**EXERCÍCIO 1**
Reproduza sem alterações, do texto sobre o livro acerca de Drummond, tudo o que vai de "Estátua de Carlos Drummon de" até "de José Saramago.".
**EXERCÍCIO 2**
Retome o texto sobre teologia e poesia em Drummond logo após a última frase apresentada, dando-lhe seguimento.

**TRECHO FORNECIDO**
.....

Livro sobre Drummond de Andrade

Teologia e Poesia

| 5 Abr 2022

Estátua de Carlos Drummon de Andrade, em Copacabana, no Rio de Janeiro (Brasil). Foto © Okitron, CC BY-SA 3.0 <https://creativecommons.org/licenses/by-sa/3.0>, via Wikimedia Commons

Estátua de Carlos Drummond de Andrade, em Copacabana, no Rio de Janeiro (Brasil). Foto © Okitron, CC BY-SA 3.0, via Wikimedia Commons.

 

O livro de Alex Villas Boas Teologia e Poesia em Carlos Drummond de Andrade. Busca de sentido e razão de recusa de Deus (Lisboa, 2021) que aqui se apresenta vem na continuidade dos volumes anteriores da coleção Estudos de Religião da INCM, nomeadamente o volume sobre a teologia ficcional de José Saramago.

.....

**MATERIAL DE ESTUDO**
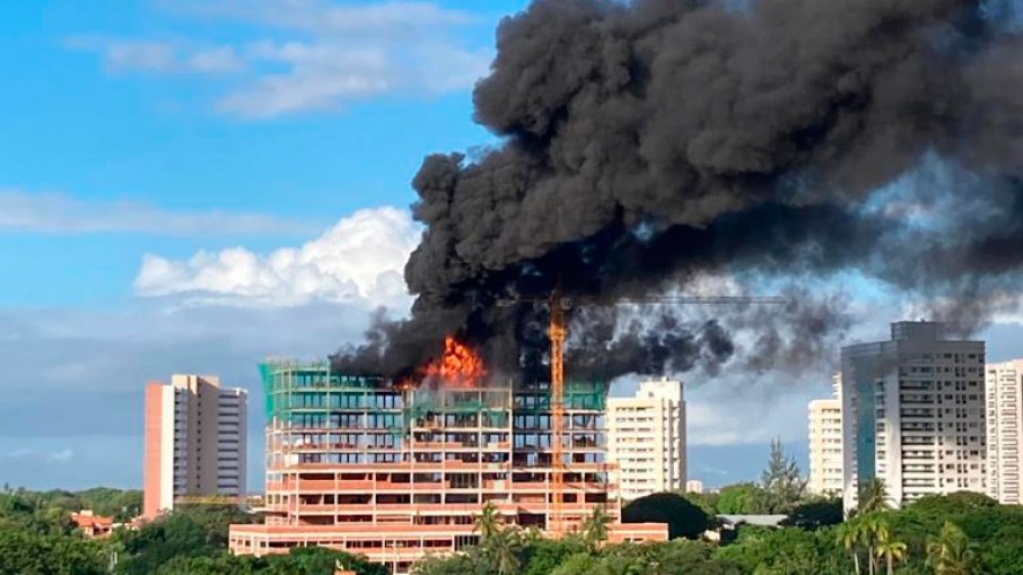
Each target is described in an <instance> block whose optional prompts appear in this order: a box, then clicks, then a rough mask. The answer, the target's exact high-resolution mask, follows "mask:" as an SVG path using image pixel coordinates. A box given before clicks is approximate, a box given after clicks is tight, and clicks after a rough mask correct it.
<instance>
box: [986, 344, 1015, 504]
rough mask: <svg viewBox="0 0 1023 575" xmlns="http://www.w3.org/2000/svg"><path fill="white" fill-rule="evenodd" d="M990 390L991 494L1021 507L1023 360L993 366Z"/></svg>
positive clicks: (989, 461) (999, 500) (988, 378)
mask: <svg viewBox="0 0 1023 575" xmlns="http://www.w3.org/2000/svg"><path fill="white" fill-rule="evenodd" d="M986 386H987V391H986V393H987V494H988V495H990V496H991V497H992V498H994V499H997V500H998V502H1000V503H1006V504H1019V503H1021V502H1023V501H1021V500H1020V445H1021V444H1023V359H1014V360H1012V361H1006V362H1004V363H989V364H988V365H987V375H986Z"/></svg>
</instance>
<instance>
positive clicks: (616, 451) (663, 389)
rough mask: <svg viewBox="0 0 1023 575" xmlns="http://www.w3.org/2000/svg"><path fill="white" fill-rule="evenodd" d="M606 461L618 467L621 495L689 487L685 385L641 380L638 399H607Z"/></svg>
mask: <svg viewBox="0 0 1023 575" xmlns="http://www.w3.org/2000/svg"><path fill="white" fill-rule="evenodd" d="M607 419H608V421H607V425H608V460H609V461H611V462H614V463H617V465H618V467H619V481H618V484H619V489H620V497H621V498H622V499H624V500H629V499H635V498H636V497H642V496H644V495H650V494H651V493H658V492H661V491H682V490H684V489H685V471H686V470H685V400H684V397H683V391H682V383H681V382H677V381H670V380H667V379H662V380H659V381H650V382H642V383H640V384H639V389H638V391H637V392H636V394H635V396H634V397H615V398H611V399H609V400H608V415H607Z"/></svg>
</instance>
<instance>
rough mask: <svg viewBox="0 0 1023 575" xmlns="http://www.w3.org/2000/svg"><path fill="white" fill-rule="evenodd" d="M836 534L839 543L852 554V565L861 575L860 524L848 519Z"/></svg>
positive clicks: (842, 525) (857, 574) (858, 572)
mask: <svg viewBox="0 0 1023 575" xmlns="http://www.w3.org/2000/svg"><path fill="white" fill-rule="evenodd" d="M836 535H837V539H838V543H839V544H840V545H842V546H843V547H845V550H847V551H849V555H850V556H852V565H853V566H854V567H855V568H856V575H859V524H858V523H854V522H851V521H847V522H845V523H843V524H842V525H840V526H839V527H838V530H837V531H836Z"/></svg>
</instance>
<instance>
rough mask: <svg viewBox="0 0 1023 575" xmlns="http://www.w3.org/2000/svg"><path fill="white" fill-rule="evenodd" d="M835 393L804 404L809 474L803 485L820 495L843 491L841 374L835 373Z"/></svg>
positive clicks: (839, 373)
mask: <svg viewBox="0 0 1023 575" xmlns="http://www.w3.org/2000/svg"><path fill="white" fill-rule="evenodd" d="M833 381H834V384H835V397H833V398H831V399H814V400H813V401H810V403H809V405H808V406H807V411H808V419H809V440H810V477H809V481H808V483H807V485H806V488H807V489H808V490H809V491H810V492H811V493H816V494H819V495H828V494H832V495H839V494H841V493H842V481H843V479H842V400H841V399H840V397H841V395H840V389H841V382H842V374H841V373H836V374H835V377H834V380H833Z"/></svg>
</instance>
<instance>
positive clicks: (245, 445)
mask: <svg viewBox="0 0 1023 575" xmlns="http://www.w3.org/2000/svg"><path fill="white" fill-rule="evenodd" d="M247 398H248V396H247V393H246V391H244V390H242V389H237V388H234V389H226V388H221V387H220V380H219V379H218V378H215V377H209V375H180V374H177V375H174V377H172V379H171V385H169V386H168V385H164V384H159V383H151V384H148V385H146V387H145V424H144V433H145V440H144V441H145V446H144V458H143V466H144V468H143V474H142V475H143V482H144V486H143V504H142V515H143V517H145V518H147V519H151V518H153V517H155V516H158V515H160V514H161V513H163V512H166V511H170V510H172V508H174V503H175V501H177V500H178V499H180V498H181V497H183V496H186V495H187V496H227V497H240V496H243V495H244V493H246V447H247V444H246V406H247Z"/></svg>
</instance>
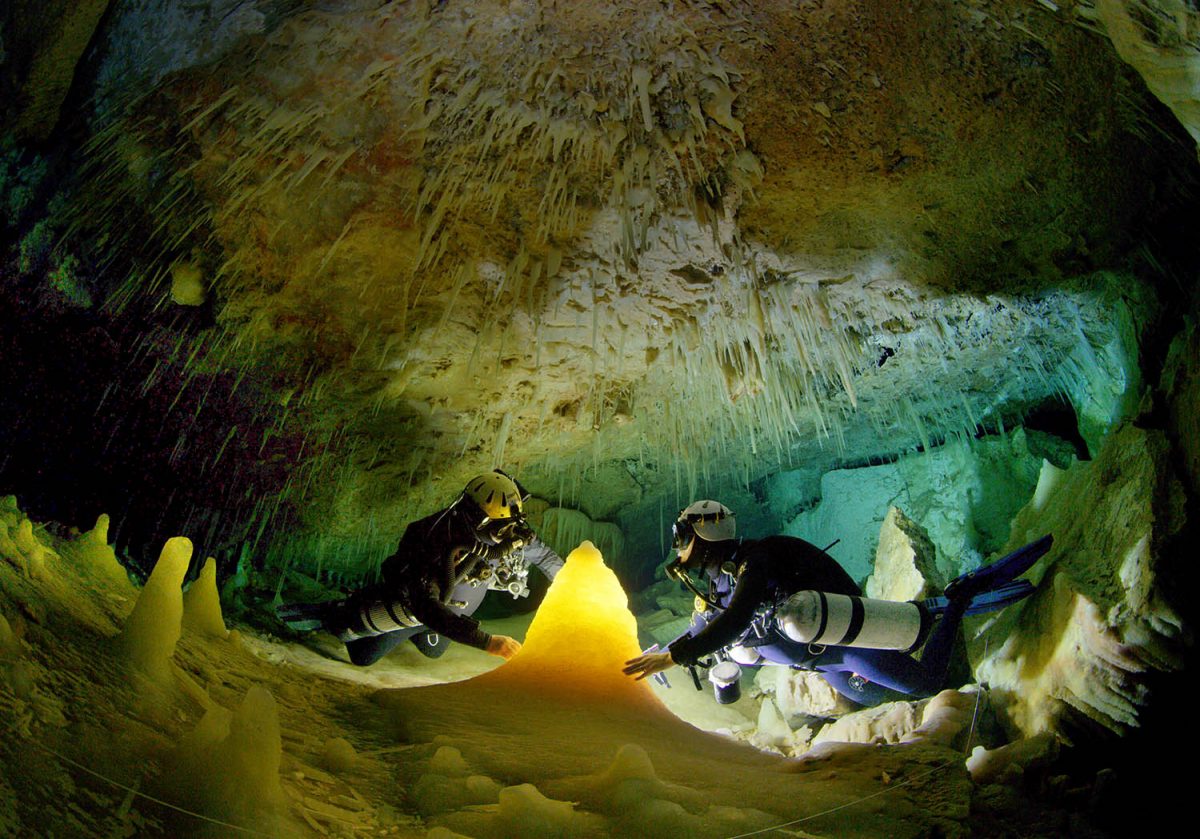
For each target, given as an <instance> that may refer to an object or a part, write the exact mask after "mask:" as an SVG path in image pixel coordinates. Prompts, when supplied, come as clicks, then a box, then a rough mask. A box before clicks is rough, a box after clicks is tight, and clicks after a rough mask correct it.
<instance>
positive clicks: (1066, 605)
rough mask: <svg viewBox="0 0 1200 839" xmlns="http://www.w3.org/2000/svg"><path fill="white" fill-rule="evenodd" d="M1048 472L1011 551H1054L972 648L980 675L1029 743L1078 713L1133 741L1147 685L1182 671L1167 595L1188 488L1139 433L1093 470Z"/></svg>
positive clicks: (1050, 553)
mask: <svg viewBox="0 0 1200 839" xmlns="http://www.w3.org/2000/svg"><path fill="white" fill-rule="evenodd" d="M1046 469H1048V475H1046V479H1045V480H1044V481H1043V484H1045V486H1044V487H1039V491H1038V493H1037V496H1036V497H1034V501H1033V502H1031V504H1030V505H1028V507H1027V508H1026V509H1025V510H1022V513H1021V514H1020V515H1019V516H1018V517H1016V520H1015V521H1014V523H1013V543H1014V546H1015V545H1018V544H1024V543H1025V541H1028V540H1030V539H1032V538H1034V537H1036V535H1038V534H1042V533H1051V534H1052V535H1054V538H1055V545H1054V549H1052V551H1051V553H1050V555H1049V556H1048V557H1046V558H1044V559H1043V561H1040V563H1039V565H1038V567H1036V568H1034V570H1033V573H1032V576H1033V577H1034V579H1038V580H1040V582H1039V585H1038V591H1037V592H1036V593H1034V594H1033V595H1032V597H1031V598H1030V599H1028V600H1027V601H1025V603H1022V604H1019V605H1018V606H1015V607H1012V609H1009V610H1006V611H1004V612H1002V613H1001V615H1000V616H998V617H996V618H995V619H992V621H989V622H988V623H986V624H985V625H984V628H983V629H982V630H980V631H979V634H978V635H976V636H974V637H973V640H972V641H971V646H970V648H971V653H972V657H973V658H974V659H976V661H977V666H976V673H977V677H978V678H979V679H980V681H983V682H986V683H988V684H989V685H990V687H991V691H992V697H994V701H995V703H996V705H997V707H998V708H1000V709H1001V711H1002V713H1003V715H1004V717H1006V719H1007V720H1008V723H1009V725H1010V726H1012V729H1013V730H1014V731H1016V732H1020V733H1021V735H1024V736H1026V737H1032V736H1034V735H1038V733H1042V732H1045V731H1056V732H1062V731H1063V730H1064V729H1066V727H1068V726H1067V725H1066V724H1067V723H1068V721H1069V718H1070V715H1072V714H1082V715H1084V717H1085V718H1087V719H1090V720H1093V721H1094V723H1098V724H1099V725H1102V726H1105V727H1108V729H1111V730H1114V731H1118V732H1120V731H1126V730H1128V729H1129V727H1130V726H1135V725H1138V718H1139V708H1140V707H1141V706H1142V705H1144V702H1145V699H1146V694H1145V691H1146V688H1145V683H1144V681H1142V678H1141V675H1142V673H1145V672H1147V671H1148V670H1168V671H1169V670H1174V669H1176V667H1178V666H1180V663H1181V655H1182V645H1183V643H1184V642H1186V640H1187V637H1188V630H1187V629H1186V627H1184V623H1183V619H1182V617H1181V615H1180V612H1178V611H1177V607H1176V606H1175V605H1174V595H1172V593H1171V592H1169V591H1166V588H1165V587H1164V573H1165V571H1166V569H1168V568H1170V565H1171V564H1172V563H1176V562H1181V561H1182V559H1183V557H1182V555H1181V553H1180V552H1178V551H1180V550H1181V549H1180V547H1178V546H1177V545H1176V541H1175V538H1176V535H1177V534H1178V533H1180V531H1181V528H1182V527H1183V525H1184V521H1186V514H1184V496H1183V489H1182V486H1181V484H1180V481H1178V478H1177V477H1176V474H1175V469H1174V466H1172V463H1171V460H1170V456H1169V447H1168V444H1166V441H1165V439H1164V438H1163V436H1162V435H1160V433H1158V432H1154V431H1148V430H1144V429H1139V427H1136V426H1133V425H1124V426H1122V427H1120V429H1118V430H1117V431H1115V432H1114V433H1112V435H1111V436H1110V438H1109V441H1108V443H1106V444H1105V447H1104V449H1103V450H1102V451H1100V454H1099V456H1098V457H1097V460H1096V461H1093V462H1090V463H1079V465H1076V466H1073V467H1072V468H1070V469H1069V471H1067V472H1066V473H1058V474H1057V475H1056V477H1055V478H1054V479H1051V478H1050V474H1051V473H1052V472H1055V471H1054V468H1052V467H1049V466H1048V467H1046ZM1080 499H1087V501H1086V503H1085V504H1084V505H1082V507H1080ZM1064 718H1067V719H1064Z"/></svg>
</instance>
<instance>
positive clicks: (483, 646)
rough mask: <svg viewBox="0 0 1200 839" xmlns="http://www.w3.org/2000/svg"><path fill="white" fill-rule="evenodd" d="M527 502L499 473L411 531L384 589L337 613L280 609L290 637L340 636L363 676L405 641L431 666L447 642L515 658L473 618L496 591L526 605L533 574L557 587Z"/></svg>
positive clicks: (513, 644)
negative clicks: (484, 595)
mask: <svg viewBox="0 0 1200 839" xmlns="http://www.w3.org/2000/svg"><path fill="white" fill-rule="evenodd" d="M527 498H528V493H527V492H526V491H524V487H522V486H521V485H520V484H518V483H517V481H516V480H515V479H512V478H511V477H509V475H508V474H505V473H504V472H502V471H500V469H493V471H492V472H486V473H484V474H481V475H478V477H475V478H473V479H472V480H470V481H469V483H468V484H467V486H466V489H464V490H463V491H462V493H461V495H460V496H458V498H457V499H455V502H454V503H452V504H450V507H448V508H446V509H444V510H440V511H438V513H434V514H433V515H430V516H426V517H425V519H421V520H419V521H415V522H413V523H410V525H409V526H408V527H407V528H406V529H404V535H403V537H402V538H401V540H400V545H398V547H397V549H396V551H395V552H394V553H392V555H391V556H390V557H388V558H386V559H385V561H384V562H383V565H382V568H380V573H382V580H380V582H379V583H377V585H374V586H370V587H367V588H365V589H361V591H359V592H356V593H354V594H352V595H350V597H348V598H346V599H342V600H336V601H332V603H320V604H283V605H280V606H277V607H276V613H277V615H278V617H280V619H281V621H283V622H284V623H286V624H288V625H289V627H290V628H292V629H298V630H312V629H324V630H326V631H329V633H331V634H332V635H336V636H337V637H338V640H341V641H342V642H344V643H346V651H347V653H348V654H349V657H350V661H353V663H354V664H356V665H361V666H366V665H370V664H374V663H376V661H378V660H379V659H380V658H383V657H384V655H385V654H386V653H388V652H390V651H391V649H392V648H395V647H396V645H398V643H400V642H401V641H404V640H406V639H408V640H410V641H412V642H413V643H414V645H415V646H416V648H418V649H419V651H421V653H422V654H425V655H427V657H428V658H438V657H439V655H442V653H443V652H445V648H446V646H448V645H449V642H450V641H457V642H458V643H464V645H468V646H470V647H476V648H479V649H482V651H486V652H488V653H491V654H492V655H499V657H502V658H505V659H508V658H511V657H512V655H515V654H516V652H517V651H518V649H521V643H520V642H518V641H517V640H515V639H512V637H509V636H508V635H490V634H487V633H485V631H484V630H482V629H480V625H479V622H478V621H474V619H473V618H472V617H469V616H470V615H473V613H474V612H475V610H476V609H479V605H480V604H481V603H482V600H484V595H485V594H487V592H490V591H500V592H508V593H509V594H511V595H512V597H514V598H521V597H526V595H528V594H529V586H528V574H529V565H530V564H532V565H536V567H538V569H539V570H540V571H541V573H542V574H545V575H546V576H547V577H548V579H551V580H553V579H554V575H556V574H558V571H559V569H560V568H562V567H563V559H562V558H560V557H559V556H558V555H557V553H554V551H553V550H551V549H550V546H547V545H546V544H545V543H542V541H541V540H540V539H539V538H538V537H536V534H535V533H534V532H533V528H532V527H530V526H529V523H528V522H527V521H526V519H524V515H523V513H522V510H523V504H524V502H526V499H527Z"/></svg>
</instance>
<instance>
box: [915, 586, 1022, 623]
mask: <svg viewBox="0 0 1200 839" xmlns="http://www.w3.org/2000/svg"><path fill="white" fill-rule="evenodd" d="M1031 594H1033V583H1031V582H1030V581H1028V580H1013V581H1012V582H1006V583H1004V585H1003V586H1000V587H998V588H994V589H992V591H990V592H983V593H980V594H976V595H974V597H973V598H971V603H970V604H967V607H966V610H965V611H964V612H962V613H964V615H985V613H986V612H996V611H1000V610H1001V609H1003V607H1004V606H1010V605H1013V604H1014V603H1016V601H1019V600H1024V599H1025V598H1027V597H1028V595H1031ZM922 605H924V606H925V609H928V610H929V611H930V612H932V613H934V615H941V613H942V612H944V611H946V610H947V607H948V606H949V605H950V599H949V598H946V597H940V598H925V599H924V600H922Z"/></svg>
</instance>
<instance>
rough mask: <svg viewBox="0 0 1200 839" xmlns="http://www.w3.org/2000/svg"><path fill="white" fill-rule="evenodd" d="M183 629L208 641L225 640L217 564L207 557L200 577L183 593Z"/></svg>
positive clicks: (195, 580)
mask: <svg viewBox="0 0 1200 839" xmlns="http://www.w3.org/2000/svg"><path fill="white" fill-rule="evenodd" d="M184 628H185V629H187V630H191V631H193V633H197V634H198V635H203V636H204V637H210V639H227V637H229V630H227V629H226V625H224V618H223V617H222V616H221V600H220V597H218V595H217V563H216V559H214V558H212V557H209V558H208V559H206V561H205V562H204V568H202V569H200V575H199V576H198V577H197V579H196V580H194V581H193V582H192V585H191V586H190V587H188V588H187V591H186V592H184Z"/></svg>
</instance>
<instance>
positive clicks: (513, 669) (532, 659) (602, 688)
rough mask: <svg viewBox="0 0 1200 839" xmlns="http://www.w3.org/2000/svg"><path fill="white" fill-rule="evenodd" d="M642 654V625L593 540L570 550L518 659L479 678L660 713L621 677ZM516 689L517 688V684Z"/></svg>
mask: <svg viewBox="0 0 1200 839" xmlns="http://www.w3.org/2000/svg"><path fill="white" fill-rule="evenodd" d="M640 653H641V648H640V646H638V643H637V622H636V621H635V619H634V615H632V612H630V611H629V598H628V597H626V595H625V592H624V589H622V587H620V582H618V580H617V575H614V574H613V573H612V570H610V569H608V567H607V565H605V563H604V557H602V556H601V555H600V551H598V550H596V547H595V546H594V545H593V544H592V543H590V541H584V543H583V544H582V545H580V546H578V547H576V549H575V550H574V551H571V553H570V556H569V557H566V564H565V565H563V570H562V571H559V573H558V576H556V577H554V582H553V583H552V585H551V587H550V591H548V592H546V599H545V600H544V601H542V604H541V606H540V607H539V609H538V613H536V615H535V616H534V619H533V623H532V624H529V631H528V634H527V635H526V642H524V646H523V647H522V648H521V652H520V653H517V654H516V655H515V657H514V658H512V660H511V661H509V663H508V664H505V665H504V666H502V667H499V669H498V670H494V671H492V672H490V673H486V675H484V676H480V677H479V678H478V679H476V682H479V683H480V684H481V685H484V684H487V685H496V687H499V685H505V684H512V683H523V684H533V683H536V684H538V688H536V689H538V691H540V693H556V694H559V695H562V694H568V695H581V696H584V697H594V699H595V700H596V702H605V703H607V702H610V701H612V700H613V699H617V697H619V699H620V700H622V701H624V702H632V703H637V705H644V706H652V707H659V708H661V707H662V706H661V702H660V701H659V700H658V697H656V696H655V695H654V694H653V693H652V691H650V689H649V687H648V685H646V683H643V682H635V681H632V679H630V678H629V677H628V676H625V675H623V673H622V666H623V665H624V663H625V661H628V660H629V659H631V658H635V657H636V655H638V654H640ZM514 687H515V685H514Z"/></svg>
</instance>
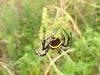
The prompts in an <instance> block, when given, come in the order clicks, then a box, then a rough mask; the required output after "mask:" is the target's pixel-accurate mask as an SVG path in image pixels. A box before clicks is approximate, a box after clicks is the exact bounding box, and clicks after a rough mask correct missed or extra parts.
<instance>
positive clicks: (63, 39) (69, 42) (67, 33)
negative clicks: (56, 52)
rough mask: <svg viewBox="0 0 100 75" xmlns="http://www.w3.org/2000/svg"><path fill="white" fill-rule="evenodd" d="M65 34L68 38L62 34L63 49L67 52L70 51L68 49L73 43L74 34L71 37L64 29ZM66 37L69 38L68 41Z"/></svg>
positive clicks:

.....

**CAIXA DE RESPOSTA 1**
Estátua de Carlos Drummon de Andrade, em Copacabana, no Rio de Janeiro (Brasil). Foto © Okitron, CC BY-SA 3.0 <https://creativecommons.org/licenses/by-sa/3.0>, via Wikimedia Commons

Estátua de Carlos Drummond de Andrade, em Copacabana, no Rio de Janeiro (Brasil). Foto © Okitron, CC BY-SA 3.0, via Wikimedia Commons.

 

O livro de Alex Villas Boas Teologia e Poesia em Carlos Drummond de Andrade. Busca de sentido e razão de recusa de Deus (Lisboa, 2021) que aqui se apresenta vem na continuidade dos volumes anteriores da coleção Estudos de Religião da INCM, nomeadamente o volume sobre a teologia ficcional de José Saramago.

**CAIXA DE RESPOSTA 2**
Os temas do presente volume são quatro: (1) uma crítica da linguagem teológica e de um modelo eurocêntrico, (2) as propostas “poéticas” de Carlos Drummond de Andrade neste contexto, (3) uma contemporaneidade caracterizada por experiências interculturais e (4) a consequente resignificação do acreditável. 

São também quatro os passos em que estes temas são abordados. Um primeiro capítulo debruça-se sobre a espiritualidade não religiosa, um segundo discute questões metodológicas no diálogo entre teologia e literatura, um terceiro é dedicado a Carlos Drummond de Andrade e numa última secção sugerem-se caminhos para recuperar a lógica poética da revelação.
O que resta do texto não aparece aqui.